— BEGIN INFORMATION SHOWN —

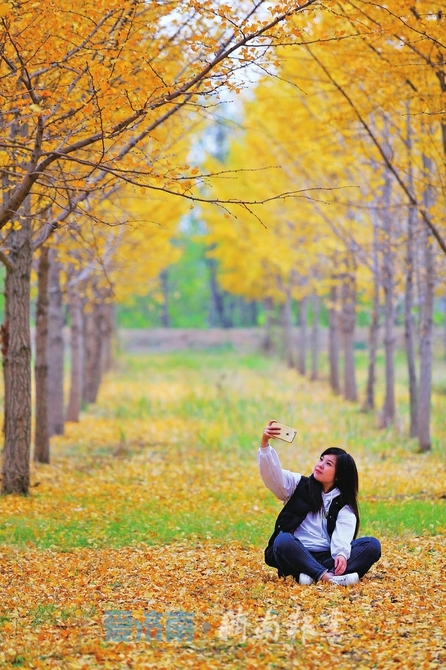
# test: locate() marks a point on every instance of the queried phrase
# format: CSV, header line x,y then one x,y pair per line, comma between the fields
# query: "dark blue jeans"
x,y
292,557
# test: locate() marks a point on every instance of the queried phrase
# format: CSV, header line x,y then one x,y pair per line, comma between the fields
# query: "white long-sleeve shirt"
x,y
312,532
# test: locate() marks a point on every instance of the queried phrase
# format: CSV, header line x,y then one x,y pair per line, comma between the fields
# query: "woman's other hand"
x,y
271,431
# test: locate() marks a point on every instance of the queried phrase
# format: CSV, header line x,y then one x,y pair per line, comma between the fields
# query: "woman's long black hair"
x,y
346,480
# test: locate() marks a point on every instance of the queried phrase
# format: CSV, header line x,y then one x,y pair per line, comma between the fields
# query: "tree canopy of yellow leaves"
x,y
153,504
336,129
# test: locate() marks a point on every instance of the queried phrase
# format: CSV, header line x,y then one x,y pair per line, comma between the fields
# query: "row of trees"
x,y
108,95
357,131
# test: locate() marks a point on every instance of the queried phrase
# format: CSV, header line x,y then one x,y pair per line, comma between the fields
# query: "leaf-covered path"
x,y
141,545
242,615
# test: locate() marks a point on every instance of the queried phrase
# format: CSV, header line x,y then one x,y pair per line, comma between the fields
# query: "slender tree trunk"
x,y
409,329
444,328
93,333
348,321
109,328
77,358
55,351
267,342
165,319
369,403
16,347
333,342
388,411
41,435
217,312
303,321
288,330
315,337
426,345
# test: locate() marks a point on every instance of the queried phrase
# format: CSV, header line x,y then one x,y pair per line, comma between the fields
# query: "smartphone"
x,y
286,434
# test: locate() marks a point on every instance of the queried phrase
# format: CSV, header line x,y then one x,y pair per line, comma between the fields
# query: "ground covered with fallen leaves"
x,y
141,544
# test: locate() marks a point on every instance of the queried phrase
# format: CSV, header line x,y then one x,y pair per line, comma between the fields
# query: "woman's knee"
x,y
373,548
282,542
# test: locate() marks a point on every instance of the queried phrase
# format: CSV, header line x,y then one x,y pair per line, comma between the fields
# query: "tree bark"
x,y
55,351
315,338
388,281
41,434
165,319
333,342
444,329
109,329
303,321
288,330
16,349
369,403
348,321
77,358
426,344
267,341
93,342
409,329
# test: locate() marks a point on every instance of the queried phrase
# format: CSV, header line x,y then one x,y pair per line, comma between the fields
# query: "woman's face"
x,y
325,471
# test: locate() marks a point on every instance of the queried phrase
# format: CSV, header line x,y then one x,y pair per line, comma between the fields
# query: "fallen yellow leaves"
x,y
53,609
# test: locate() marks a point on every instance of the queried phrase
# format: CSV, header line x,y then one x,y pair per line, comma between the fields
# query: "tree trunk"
x,y
333,342
303,321
16,349
165,319
55,351
444,328
288,330
426,344
77,358
315,338
267,341
388,411
348,321
409,329
93,341
41,435
369,403
109,328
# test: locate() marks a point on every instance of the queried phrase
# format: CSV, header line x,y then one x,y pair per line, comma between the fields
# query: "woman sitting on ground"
x,y
313,539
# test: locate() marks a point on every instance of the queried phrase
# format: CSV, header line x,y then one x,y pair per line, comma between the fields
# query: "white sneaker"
x,y
345,580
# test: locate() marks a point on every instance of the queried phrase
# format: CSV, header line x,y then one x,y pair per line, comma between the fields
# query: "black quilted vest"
x,y
294,512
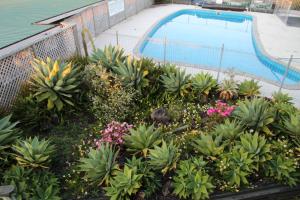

— END INFORMATION SHOWN —

*TASK BRIEF:* How many lines in the entries above contain the word "white"? Reply with the number alone.

*ANSWER FOR THIS EXERCISE:* 2